• [What the task asks]
Reproduce exactly the line in which "[locate] bus windshield" occurs and all the lines after it, ending with the last line.

• [Data provided]

● ● ● ● ●

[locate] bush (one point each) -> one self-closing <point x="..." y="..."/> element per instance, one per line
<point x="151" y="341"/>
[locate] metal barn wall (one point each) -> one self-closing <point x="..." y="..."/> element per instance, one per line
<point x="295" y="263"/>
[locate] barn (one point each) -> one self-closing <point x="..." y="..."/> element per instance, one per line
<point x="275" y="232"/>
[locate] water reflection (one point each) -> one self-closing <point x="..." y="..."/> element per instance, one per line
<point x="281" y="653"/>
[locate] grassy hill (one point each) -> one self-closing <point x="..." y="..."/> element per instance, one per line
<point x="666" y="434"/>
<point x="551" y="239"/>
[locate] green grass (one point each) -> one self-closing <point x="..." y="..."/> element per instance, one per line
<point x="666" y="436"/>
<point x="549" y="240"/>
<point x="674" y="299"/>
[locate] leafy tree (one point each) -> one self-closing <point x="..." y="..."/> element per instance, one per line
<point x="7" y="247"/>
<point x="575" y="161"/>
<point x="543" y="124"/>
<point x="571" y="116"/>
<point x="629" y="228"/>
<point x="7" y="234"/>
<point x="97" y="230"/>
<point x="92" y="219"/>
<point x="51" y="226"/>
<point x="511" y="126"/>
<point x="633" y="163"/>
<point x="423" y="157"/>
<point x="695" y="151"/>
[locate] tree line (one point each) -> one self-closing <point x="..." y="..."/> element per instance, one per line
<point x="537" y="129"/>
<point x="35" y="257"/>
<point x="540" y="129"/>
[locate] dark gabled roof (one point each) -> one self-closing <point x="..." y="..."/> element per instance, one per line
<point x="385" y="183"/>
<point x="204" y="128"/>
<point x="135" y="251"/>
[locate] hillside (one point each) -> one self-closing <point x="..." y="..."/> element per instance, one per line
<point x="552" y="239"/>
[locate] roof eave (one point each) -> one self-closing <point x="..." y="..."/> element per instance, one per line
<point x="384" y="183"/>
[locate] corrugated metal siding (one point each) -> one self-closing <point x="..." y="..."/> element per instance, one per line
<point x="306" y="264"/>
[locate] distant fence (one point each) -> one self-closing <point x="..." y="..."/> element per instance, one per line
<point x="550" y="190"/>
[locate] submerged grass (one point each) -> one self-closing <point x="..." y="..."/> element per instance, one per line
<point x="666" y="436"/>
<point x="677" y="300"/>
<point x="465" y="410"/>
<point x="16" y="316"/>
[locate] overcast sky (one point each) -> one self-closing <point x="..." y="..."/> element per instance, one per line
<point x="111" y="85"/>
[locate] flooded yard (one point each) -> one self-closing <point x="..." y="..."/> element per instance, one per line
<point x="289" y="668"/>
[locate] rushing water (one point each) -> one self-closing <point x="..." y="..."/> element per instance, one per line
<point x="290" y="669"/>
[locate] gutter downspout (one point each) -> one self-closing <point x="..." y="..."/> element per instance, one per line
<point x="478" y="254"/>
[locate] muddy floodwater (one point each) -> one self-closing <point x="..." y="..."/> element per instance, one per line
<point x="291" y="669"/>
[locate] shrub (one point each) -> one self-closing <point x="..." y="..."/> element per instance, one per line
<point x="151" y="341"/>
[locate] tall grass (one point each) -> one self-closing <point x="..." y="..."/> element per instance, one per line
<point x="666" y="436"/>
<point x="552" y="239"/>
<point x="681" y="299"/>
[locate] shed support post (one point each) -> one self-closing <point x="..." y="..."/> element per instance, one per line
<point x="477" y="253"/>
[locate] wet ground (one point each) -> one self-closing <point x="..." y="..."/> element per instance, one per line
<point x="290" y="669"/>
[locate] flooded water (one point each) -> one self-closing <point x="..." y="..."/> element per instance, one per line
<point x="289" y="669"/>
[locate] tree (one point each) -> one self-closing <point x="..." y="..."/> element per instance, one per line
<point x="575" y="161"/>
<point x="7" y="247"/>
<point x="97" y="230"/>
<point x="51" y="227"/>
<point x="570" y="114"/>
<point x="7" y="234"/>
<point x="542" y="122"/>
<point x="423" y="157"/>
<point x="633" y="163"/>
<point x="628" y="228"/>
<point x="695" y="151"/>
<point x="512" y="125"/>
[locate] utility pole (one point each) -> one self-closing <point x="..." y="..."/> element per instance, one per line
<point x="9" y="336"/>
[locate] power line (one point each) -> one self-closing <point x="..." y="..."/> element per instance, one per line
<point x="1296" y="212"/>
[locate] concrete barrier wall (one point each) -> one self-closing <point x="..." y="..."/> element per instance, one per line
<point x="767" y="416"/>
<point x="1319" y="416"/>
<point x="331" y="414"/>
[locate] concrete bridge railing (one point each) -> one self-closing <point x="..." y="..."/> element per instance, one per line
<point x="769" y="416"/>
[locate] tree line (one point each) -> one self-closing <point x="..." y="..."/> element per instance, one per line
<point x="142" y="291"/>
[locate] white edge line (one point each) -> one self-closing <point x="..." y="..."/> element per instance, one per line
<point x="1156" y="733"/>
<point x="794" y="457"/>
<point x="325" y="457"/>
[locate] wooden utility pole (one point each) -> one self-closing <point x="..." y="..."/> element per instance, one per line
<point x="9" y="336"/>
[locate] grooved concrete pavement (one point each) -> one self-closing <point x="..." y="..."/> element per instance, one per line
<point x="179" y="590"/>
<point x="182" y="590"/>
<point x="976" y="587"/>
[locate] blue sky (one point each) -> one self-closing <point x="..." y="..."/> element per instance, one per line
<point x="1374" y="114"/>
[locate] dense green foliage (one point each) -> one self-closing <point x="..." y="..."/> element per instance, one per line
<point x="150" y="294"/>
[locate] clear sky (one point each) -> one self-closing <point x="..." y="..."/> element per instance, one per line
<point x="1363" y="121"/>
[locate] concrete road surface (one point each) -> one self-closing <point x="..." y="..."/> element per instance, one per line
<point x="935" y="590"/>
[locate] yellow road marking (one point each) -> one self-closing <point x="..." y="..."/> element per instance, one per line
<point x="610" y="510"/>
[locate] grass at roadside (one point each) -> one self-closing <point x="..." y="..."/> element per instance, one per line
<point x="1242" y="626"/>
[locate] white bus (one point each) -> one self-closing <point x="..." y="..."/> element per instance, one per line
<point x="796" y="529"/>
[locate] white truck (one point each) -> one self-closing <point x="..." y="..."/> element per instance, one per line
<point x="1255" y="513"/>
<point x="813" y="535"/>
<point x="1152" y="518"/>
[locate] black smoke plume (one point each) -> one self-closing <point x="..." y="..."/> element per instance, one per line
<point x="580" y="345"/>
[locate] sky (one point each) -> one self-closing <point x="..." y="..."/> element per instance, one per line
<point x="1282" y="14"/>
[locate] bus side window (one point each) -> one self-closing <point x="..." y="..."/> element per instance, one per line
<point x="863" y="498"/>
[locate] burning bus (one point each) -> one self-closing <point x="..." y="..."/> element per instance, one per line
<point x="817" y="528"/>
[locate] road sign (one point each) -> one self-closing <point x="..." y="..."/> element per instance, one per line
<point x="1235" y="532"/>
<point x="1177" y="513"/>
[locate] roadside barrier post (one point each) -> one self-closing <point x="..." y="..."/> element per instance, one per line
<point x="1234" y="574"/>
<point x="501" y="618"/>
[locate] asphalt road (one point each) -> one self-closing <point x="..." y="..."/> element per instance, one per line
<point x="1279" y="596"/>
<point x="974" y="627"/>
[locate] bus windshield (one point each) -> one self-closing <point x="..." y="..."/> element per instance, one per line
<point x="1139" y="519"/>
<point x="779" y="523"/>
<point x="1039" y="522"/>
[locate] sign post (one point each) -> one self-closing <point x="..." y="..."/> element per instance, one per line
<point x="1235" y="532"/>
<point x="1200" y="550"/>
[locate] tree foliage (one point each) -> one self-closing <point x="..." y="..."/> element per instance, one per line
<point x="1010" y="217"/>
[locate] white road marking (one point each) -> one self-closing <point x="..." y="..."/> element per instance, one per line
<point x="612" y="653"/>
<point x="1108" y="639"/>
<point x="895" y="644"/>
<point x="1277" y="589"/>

● ● ● ● ●

• [Written solution]
[locate] bus windshield (one point each) -> one self-closing <point x="..." y="..."/> element per instance, one per line
<point x="1139" y="519"/>
<point x="779" y="523"/>
<point x="1039" y="522"/>
[locate] sign post (one point each) -> one self-closing <point x="..." y="..."/> element per instance, one per line
<point x="1235" y="532"/>
<point x="1200" y="550"/>
[locate] tree foliage (one point each) -> one self-closing <point x="..." y="..."/> element per instance, one per line
<point x="1010" y="217"/>
[locate] white road marking (one point each) -> one self-closing <point x="..." y="..."/> element per instance, one per line
<point x="612" y="653"/>
<point x="1108" y="639"/>
<point x="895" y="644"/>
<point x="1277" y="589"/>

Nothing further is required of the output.